Дневник. 1901-1921, стр. 15
– Сын мой, все уравновешивается, горе влечет за собою счастье. Вот и теперь, хотя судьба и лишила вас носа, но выгода ваша в том, что никто никогда не скажет вам, что вы остались с носом.
– Я был бы в восторге каждый день оставаться с носом, лишь бы он у меня был на надлежащем месте.
– Вы ропщете. Ведь и здесь провидение не забыло вас, если вы вопиете, что с радостью готовы были бы оставаться с носом, то и тут исполнилось ваше желание, ибо, потеряв нос, вы тем самым все же как бы остались с носом («Братья Карамазовы», 765).
Логика иезуита необыкновенно похожа на логику г. Бердяева. Вот образчик. Он идеалист. Стало быть, верит, что красота, нравственность и прочие духовности – все это некие сущности, субстанции некоторые.
Ну вот и хорошо… Без 10 м. 9 часов. Я ничего не делаю. Михайловского читаю. Чуть приду в библиотеку – сейчас «Мир Божий» стребую.
Все глупо. Раньше обдумать.
«Сам Христос говорит, что есть верный мирской расчет не заботиться о жизни мира».
Л. Толстой, 13 т., 5–8 стр.
Марья Борисовна! Сегодня решается моя судьба. Хейфец по телефону сказал мне, чтобы я пришел в 7 час. Он тогда, наверное, покончит со статьей. Кланялся вам Altalena. Он угощал меня в кондитерской чаем и оттуда хотел идти в библиотеку, чтобы повидать вас, но, узнав, что вас здесь нет, переменил намеренье.
16, среда. Статья об Altalen’e не принята*. К черту! Десять таких напишу. Что же касается планов, их два.
О Толстом и о Бердяеве.к)
Я сижу в публичной библиотеке. Возле меня сидит М. Б. по правой стороне. В зале свистят, пищат, визжат и верещат. Я прочитал сегодня довольно много… Вот хорошо, что мне Кант попался. Я предложил всей нашей компании читать его. Она согласилась. Посмотрим! Маша мне все время говорит: тише, тише! Я вечером в библиотеке не читаю, а верчусь. Сегодня спал до 10 ½. Отчего бы это?.. Я совсем отучился иметь духовные страдания. Моя душа плоска, как тарелка, и пуста, как голова Клары Львовны. Я удивительно, бесконечно невпечатлителен. Нет такой вещи, которую я не мог бы позабыть через час… Память души – во мне совсем отсутствует. Вкус у меня громадный, тонкий, – но я даже посредственным художником никогда не буду, до такой степени я не впечатлителен… Каждый данный момент я переживаю как интересный роман, написанный гениальным художником. Но возьми перо, несчастный человек, и ты увидишь, кто ты такой… Бледно и бесцветно потечет моя канитель, – и хороший вкус помешает мне довести ее до 2-й страницы.
17 января.к)

Указания к работе
A) Проверьте, согласуются ли со страницей дневника три утверждения. (i) Статью об Altalen'e приняли. (ii) В публичной библиотеке М. Б. сидит слева от пишущего. (iii) Хейфец по телефону назначил приход на 7 часов. Для каждого ответьте «да» или «нет» и приведите точную цитату из страницы дневника, которая это решает.
B) Продолжите страницу дневника, начав сразу после последней строки.

Раздел данных
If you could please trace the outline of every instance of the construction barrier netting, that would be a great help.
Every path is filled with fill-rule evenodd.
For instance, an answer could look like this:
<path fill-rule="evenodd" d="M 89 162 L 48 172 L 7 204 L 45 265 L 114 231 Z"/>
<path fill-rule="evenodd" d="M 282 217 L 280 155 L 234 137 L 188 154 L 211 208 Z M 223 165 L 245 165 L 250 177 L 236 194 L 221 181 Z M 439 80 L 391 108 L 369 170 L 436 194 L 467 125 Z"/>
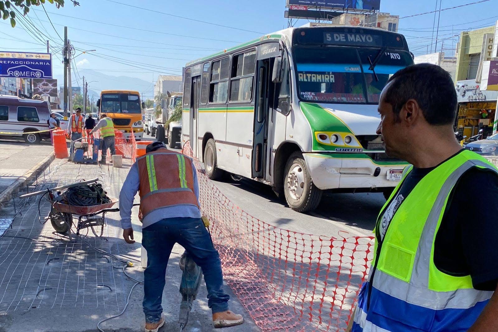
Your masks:
<path fill-rule="evenodd" d="M 183 153 L 192 156 L 189 142 Z M 234 204 L 195 162 L 202 214 L 211 221 L 225 280 L 257 326 L 263 331 L 345 330 L 370 267 L 373 238 L 275 227 Z"/>

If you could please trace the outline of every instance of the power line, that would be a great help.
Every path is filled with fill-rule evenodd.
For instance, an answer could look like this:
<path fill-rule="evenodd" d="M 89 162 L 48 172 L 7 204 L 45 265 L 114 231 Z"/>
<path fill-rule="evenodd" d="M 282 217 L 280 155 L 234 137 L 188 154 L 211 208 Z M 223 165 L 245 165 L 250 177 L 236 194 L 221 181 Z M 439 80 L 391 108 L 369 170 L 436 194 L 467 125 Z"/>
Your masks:
<path fill-rule="evenodd" d="M 43 11 L 45 12 L 45 14 L 47 15 L 47 18 L 48 18 L 48 20 L 50 21 L 50 24 L 52 25 L 52 27 L 54 28 L 54 31 L 55 31 L 55 33 L 57 34 L 58 36 L 59 36 L 59 38 L 60 38 L 60 40 L 62 40 L 62 41 L 64 41 L 64 39 L 63 39 L 62 37 L 61 37 L 61 35 L 59 34 L 59 32 L 57 32 L 57 30 L 55 29 L 55 27 L 54 26 L 53 23 L 52 23 L 52 20 L 51 20 L 50 18 L 48 16 L 48 14 L 47 13 L 47 11 L 45 9 L 45 6 L 43 5 L 43 2 L 41 2 L 41 6 L 43 8 Z M 35 13 L 35 14 L 36 14 L 36 13 Z"/>
<path fill-rule="evenodd" d="M 245 29 L 242 29 L 241 28 L 237 28 L 234 26 L 229 26 L 228 25 L 224 25 L 223 24 L 219 24 L 216 23 L 212 23 L 211 22 L 207 22 L 206 21 L 202 21 L 199 19 L 195 19 L 195 18 L 191 18 L 190 17 L 185 17 L 182 16 L 179 16 L 178 15 L 173 15 L 173 14 L 170 14 L 169 13 L 164 12 L 163 11 L 159 11 L 159 10 L 154 10 L 153 9 L 149 9 L 147 8 L 142 8 L 141 7 L 138 7 L 137 6 L 134 6 L 131 4 L 128 4 L 127 3 L 123 3 L 118 1 L 114 1 L 114 0 L 106 0 L 106 1 L 109 1 L 110 2 L 114 2 L 115 3 L 118 3 L 119 4 L 122 4 L 124 6 L 127 6 L 128 7 L 131 7 L 132 8 L 136 8 L 137 9 L 142 9 L 143 10 L 147 10 L 147 11 L 151 11 L 152 12 L 157 13 L 158 14 L 162 14 L 163 15 L 167 15 L 168 16 L 170 16 L 173 17 L 177 17 L 178 18 L 183 18 L 183 19 L 187 19 L 189 21 L 194 21 L 194 22 L 199 22 L 200 23 L 204 23 L 207 24 L 210 24 L 211 25 L 216 25 L 217 26 L 221 26 L 224 28 L 228 28 L 229 29 L 234 29 L 235 30 L 239 30 L 240 31 L 246 31 L 247 32 L 253 32 L 254 33 L 259 33 L 259 34 L 264 34 L 264 32 L 259 32 L 258 31 L 254 31 L 251 30 L 246 30 Z"/>
<path fill-rule="evenodd" d="M 34 10 L 37 10 L 38 9 L 34 9 Z M 72 16 L 69 16 L 68 15 L 63 15 L 62 14 L 59 14 L 58 13 L 52 12 L 50 12 L 50 11 L 49 11 L 48 12 L 50 13 L 51 14 L 54 14 L 54 15 L 58 15 L 59 16 L 64 16 L 65 17 L 69 17 L 70 18 L 74 18 L 75 19 L 80 19 L 80 20 L 81 20 L 82 21 L 86 21 L 87 22 L 91 22 L 92 23 L 98 23 L 99 24 L 104 24 L 104 25 L 111 25 L 112 26 L 117 26 L 117 27 L 120 27 L 120 28 L 124 28 L 125 29 L 130 29 L 131 30 L 138 30 L 138 31 L 145 31 L 146 32 L 149 32 L 149 33 L 154 32 L 155 33 L 160 33 L 161 34 L 165 34 L 165 35 L 170 35 L 170 36 L 175 36 L 176 37 L 185 37 L 186 38 L 195 38 L 195 39 L 203 39 L 203 40 L 213 40 L 213 41 L 223 41 L 223 42 L 227 42 L 227 43 L 240 43 L 240 42 L 239 42 L 239 41 L 234 41 L 233 40 L 224 40 L 223 39 L 214 39 L 210 38 L 203 38 L 203 37 L 196 37 L 195 36 L 188 36 L 188 35 L 186 35 L 177 34 L 175 34 L 175 33 L 169 33 L 168 32 L 163 32 L 162 31 L 153 31 L 153 30 L 147 30 L 147 29 L 140 29 L 139 28 L 133 28 L 133 27 L 131 27 L 130 26 L 126 26 L 125 25 L 118 25 L 118 24 L 113 24 L 111 23 L 104 23 L 104 22 L 100 22 L 99 21 L 94 21 L 94 20 L 92 20 L 91 19 L 87 19 L 86 18 L 81 18 L 80 17 L 75 17 Z"/>
<path fill-rule="evenodd" d="M 106 1 L 111 1 L 111 0 L 106 0 Z M 477 4 L 478 3 L 482 3 L 483 2 L 487 2 L 488 1 L 491 1 L 491 0 L 481 0 L 480 1 L 476 1 L 474 2 L 471 2 L 470 3 L 466 3 L 465 4 L 461 4 L 458 6 L 454 6 L 453 7 L 448 7 L 448 8 L 444 8 L 440 10 L 441 11 L 444 11 L 445 10 L 449 10 L 450 9 L 454 9 L 456 8 L 460 8 L 461 7 L 465 7 L 466 6 L 469 6 L 471 4 Z M 376 22 L 372 22 L 372 24 L 374 23 L 382 23 L 383 22 L 390 22 L 391 21 L 395 20 L 396 19 L 402 19 L 403 18 L 408 18 L 409 17 L 414 17 L 417 16 L 421 16 L 422 15 L 426 15 L 427 14 L 432 14 L 434 12 L 437 12 L 438 10 L 432 10 L 431 11 L 426 11 L 425 12 L 421 12 L 418 14 L 413 14 L 413 15 L 409 15 L 408 16 L 404 16 L 399 18 L 393 18 L 391 19 L 385 19 L 383 21 L 377 21 Z"/>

Ответы по заданиям
A)
(i) Нет: «Статья об Altalen’e не принята».
(ii) Нет: «Возле меня сидит М. Б. по правой стороне».
(iii) Да: «Хейфец по телефону сказал мне, чтобы я пришел в 7 час».

B)
18 января. 20 м. 10-го. Нужно читать про Толстого. Возьму сегодня Щеглова. Черт возьми! Хочется сделать доклад про индивидуализм – в Литературном клубе. Вчера говорил там. Аплодисменты, поздравления, а мне лично кажется, что я могу в тысячу раз лучше, что вчера я читал очень плохо. Нужно…
19 января. Рядом со мной сидит в библиотеке хитроумное этакое лицо. Рыжая борода. Показывает мне устав (законы, что ли): если высший или низший чин не станет повиноваться приказанию начальства – он должен живота лишен быть. И улыбается. – Для чего это вам? – спрашиваю. Гордо, но с ухмылением говорит: я – автор руководства для дворян, и мне предстоит говорить с различными одесскими лицами, так нужно ко всему готовым быть. А также веду тяжебные дела. – На моем лице – благоговение.
1 февраля. Эх, черт побери, возьмусь-ка я снова за дневник. Не знаю почему, забросил я его. Незачем было. Сегодня писал про Гоголя. Все больше набросочки. Впереди адская работа – собрать их воедино. Раньше перечту дней за 20 свой дневник. Там тоже мысли есть кой-какие. Я еще не уяснил себе плана статьи, но если бы мне удалось высказать все, что так неясно торчит у меня в голове, – вышла бы статья хоть куда. Все, что нынче господствует у нас, все атрибуты индивидуализма прежде преподносились русскому обществу под именем романтизма. Все как есть.
Идея ибсеновской «Дикой утки» – что правда an sich [24] под силу только исключительным людям, тем, кто способен стоять одиноко, а для людей толпы нужны маленькие успокоительные обманы, любовь.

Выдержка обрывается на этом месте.